*PROVIDED PASSAGE*:
- - -

Category Archives: SPARQL

http://www.w3.org/TR/rdf-sparql-query/

SPARQL and SIMILE Timeline

Danny Ayers has been working on getting the SIMILE Timeline to eat SPARQL through the use of its JSON interface and some XSLT, he has notes on the ESW wiki.

While trying to get his work running here, I realized that the trip through XSLT to create JSON output really wasn’t necessary.

Instead, I’ve created a custom SPARQL event source parser, to load SPARQL results directly into the timeline. This way, the SPARQL results format generated by running the query doesn’t need a round trip into either JSON or the custom Timeline XML format.

The SPARQL Timeline demo works with any RSS 1.0 feed (try it with the one from Planet RDF) .

Update: Now also works with “raw” SPARQL results, try it with photos of laptops from The Gargonza Experiment (scroll to April of 2005). Expected variable bindings are date, title, description, and link, although the latter is optional and the first can be replaced by start.

Update: Now really works with “raw” SPARQL results. Due to javascript’s security model, only files on this server worked — until now. Also, a buglet regarding empty literal elements have been fixed.

Describing Source Content for Redland/MySQL

I mentioned SADDLE (which used to be a part of the SPARQL Protocol draft, but is no longer) in passing the other day, when describing OWL-S Maker and talking about service description in general.

Service description in this context — and in the context of Dion Hinchcliffe’s OWL-S-less overview of SDLs — is mostly about the interface, the inputs and outputs, not what’s in between.

In contrast, SADDLE originally entered that territory with its properties like saddle:vocabulary, and the other day on dev@gargonza Damian Steer announced a nice little javascript hack for using source content descriptions — this is not about I/O, but about what a “service” contains information about.

Central to Damian’s hack is a source content description, containing OWL statements about which classes and properties are present in the SPARQL source. For example, his description shows that all objects of foaf:name statements (in this particular store) are literals.

While the above example was handmade, I realized this was getting close to what I’ve been meaning to do for generating simpler and cleaner UIs for triplestores (asking for a foaf:Person? It’s likely you’d also want a foaf:name then…), so I figured I should try to generate such an SCD — Source Content Description — automagically, as Damian hints to himself: Ideally this information would mined from the store.

I’ve managed to come up with a single query that returns all the information necessary to construct an SCD, but since it’s quite complex, I’ll explain the steps I took on the way there.

Continue reading Describing Source Content for Redland/MySQL

Redland Hacking

During the last few days, I’ve been hacking a bit on — and with — Redland.

First off, I verified that a bug and associated patch from Simon Cross regarding portability of the hash calculations in the MySQL storage engine was indeed working. When originally writing the code for this I hadn’t thought of the use case of accessing a storage on a different architecture, but that is of course an important one. The issue is now closed, Dave Beckett has applied the patch to CVS.

I also created an issue regarding the design decision to not look for hash collisions, 28: Hash collisions possible in MySQL storage engine. I don’t have a solution ready for this, but I thought it would be a good idea to get it out in the open, so people are aware of the problem.

Another minor issue with the MySQL storage was its excessive use of connections, especially visible when using Rasqal. I wrote a patch to make it use persistent connections, and Christopher Schmidt was kind enough to help me test it. It seems to be working fine — it does here as well, so I sent a message to redland-dev asking for comments, hopefully this will get into CSV soon as well.

- - -

*WHAT YOU WILL DO*:
A) Decide whether each statement below agrees with the SPARQL posts: (i) the custom event source parser loads SPARQL results directly into the timeline; (ii) the link variable binding is required; (iii) Dave Beckett applied the patch from Simon Cross to CVS. Answer yes or no for each, quoting the deciding words of the SPARQL posts.
B) Reproduce a section of the SPARQL posts word for word, beginning at the words "Category Archives: SPARQL" and stopping after "Planet RDF) .".

Coordinate annotation records
- - -

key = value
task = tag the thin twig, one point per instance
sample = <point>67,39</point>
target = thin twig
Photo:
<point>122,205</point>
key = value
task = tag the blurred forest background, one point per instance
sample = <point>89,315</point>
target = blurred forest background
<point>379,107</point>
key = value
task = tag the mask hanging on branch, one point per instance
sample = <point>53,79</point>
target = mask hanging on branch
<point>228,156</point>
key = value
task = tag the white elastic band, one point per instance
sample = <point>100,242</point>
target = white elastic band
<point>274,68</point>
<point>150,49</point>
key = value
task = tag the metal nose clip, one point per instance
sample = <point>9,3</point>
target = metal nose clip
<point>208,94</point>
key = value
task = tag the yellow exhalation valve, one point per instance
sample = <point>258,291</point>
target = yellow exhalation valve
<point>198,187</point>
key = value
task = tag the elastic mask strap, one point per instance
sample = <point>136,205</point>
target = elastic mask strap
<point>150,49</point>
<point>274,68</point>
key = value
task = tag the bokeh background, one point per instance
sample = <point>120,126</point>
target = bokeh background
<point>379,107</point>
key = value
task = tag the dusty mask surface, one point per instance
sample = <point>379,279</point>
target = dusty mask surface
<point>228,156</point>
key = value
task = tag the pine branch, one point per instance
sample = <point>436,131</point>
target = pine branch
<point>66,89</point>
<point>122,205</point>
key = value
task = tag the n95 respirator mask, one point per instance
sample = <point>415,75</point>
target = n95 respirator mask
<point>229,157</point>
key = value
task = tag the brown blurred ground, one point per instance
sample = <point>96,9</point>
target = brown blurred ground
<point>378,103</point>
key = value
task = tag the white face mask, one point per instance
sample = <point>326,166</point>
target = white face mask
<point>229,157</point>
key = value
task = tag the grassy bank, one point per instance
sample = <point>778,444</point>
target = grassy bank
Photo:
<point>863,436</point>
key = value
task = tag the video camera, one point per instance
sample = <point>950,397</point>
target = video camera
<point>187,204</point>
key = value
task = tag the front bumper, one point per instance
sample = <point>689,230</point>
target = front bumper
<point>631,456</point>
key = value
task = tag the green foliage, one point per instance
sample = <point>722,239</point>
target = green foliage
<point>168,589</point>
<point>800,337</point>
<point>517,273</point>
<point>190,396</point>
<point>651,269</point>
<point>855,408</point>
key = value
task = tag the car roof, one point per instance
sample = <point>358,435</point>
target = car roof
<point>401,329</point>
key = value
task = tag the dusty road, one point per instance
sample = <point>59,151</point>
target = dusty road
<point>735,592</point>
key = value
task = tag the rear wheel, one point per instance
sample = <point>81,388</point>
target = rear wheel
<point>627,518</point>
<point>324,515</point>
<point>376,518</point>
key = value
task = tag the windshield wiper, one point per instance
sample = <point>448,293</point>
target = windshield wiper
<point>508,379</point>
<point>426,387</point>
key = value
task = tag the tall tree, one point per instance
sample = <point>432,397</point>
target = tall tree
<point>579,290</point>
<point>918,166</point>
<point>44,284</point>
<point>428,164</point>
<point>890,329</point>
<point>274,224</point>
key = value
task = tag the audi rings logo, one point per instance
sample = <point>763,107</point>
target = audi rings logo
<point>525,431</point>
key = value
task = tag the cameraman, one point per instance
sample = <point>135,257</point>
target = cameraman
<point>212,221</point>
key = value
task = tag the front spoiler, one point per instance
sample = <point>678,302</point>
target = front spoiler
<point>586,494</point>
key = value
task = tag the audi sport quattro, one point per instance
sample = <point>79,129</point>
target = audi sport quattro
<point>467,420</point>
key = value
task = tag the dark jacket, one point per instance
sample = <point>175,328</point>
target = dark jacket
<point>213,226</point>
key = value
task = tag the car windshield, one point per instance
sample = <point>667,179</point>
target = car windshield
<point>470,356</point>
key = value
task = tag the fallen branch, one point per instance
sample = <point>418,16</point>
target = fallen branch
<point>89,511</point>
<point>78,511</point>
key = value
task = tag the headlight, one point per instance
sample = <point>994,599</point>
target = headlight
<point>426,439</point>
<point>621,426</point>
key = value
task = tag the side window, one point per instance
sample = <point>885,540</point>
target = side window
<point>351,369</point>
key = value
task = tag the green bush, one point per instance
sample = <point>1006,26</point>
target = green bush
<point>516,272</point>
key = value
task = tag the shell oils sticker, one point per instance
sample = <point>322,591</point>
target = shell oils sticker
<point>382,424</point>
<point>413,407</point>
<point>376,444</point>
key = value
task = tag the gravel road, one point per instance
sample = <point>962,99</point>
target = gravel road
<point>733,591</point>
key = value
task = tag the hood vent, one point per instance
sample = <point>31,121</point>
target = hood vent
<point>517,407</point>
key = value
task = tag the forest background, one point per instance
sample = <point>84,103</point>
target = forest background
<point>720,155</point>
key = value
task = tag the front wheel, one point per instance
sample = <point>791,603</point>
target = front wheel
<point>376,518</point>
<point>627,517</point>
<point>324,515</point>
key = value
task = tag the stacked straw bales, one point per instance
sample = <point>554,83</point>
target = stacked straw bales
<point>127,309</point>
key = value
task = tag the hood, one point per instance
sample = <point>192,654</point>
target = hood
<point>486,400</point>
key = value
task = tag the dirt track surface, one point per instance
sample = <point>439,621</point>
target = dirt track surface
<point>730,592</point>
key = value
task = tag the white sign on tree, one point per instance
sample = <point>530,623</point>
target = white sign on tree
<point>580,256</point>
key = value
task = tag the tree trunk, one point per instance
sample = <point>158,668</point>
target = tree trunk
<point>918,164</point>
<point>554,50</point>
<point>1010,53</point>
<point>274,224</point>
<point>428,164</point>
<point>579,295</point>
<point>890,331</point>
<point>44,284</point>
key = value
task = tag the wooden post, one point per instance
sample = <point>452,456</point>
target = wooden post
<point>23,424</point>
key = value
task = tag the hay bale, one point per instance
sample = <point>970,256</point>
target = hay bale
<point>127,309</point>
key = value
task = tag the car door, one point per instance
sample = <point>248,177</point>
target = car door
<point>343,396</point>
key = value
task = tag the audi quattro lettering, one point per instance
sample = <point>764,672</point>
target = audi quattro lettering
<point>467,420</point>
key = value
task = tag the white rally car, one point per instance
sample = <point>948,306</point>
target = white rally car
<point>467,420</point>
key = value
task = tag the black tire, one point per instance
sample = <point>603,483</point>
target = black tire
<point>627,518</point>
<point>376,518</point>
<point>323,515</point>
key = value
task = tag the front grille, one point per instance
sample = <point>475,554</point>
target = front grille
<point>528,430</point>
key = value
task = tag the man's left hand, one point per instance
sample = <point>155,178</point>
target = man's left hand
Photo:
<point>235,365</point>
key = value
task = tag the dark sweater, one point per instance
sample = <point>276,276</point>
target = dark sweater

- - -

*SOLUTION SET*:
A)
(i) Yes: "I’ve created a custom SPARQL event source parser, to load SPARQL results directly into the timeline."
(ii) No: "Expected variable bindings are date, title, description, and link, although the latter is optional"
(iii) Yes: "Dave Beckett has applied the patch to CVS."

B)
Category Archives: SPARQL

http://www.w3.org/TR/rdf-sparql-query/

SPARQL and SIMILE Timeline

Danny Ayers has been working on getting the SIMILE Timeline to eat SPARQL through the use of its JSON interface and some XSLT, he has notes on the ESW wiki.

While trying to get his work running here, I realized that the trip through XSLT to create JSON output really wasn’t necessary.

Instead, I’ve created a custom SPARQL event source parser, to load SPARQL results directly into the timeline. This way, the SPARQL results format generated by running the query doesn’t need a round trip into either JSON or the custom Timeline XML format.

The SPARQL Timeline demo works with any RSS 1.0 feed (try it with the one from Planet RDF) .